[[ Materials provided open ]]

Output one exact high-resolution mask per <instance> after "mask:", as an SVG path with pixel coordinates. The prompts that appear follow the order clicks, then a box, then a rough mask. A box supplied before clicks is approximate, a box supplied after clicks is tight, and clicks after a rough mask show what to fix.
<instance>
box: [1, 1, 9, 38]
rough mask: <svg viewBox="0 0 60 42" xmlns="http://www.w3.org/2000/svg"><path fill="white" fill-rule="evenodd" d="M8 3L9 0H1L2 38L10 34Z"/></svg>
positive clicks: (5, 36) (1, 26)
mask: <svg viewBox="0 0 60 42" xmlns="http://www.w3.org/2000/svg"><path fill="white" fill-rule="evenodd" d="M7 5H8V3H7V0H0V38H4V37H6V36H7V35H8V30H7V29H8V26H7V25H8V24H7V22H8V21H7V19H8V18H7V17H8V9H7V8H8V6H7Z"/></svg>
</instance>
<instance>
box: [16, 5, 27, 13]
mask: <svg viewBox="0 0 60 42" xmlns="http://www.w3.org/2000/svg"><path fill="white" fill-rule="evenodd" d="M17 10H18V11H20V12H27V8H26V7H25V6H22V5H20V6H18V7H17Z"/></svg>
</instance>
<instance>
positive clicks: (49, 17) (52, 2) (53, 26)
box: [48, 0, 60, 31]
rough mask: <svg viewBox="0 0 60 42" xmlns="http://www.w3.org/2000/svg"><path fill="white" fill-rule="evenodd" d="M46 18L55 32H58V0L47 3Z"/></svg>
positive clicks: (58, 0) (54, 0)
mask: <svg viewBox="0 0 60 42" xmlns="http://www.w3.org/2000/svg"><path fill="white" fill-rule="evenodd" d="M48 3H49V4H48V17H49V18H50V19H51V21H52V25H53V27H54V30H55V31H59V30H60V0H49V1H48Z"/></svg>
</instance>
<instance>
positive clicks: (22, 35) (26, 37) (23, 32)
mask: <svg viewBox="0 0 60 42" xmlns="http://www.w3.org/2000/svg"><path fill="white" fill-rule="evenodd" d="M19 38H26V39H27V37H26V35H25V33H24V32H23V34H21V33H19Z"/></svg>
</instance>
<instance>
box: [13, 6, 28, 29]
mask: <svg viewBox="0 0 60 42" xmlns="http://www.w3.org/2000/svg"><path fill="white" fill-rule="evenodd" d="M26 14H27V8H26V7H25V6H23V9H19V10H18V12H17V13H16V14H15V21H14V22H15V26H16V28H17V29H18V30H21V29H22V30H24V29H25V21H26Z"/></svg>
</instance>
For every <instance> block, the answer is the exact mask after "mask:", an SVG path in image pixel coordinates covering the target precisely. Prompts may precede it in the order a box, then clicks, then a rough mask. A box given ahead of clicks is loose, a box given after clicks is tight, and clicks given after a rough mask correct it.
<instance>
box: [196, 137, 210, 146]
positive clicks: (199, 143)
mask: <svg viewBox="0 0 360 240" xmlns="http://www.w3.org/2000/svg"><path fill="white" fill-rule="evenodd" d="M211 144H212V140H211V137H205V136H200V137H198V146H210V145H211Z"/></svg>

[[ Materials provided closed ]]

- _Exercise objective_:
The records above should be returned exactly.

- _Task response_:
Output one exact high-resolution mask per <instance> after "mask:", as an SVG path with pixel coordinates. The prompts that appear follow the order clicks, then a box, then a rough mask. A box supplied before clicks is approximate, a box supplied after clicks is tight, and clicks after a rough mask show what to fix.
<instance>
box: [1, 1, 9, 38]
rough mask: <svg viewBox="0 0 60 42" xmlns="http://www.w3.org/2000/svg"><path fill="white" fill-rule="evenodd" d="M8 3L9 0H1L2 38L10 34Z"/></svg>
positive clicks: (5, 36) (1, 26)
mask: <svg viewBox="0 0 60 42" xmlns="http://www.w3.org/2000/svg"><path fill="white" fill-rule="evenodd" d="M7 5H8V3H7V0H0V38H4V37H6V36H7V35H8V30H7V29H8V26H7V25H8V24H7V22H8V21H7V19H8V18H7V17H8V9H7V8H8V6H7Z"/></svg>
</instance>
<instance>
box: [16, 5, 27, 13]
mask: <svg viewBox="0 0 60 42" xmlns="http://www.w3.org/2000/svg"><path fill="white" fill-rule="evenodd" d="M17 10H18V11H20V12H27V8H26V7H25V6H22V5H20V6H18V7H17Z"/></svg>
</instance>
<instance>
positive clicks: (49, 17) (52, 2) (53, 26)
box: [48, 0, 60, 31]
rough mask: <svg viewBox="0 0 60 42" xmlns="http://www.w3.org/2000/svg"><path fill="white" fill-rule="evenodd" d="M46 18L55 32H58V0L47 3Z"/></svg>
positive clicks: (58, 0) (54, 0)
mask: <svg viewBox="0 0 60 42" xmlns="http://www.w3.org/2000/svg"><path fill="white" fill-rule="evenodd" d="M48 3H49V4H48V17H49V18H50V19H51V21H52V25H53V27H54V30H55V31H59V30H60V0H49V1H48Z"/></svg>
</instance>
<instance>
positive clicks: (22, 35) (26, 37) (23, 32)
mask: <svg viewBox="0 0 60 42" xmlns="http://www.w3.org/2000/svg"><path fill="white" fill-rule="evenodd" d="M19 38H26V39H27V37H26V35H25V33H24V32H23V34H21V33H19Z"/></svg>
</instance>
<instance>
box: [13, 6, 28, 29]
mask: <svg viewBox="0 0 60 42" xmlns="http://www.w3.org/2000/svg"><path fill="white" fill-rule="evenodd" d="M26 14H27V8H26V7H25V6H23V9H19V10H18V12H17V13H16V14H15V21H14V22H15V26H16V28H17V29H18V30H21V29H22V30H24V29H25V21H26Z"/></svg>
</instance>
For every <instance> block, the answer is the exact mask after "mask:", an SVG path in image pixel coordinates covering the target precisely. Prompts may precede it in the order a box, then clicks, then a rough mask. A box given ahead of clicks is loose, a box given after clicks is tight, and clicks given after a rough mask correct it.
<instance>
box: [196, 137, 210, 146]
positive clicks: (199, 143)
mask: <svg viewBox="0 0 360 240" xmlns="http://www.w3.org/2000/svg"><path fill="white" fill-rule="evenodd" d="M211 144H212V140H211V137H205V136H200V137H198V146H210V145H211Z"/></svg>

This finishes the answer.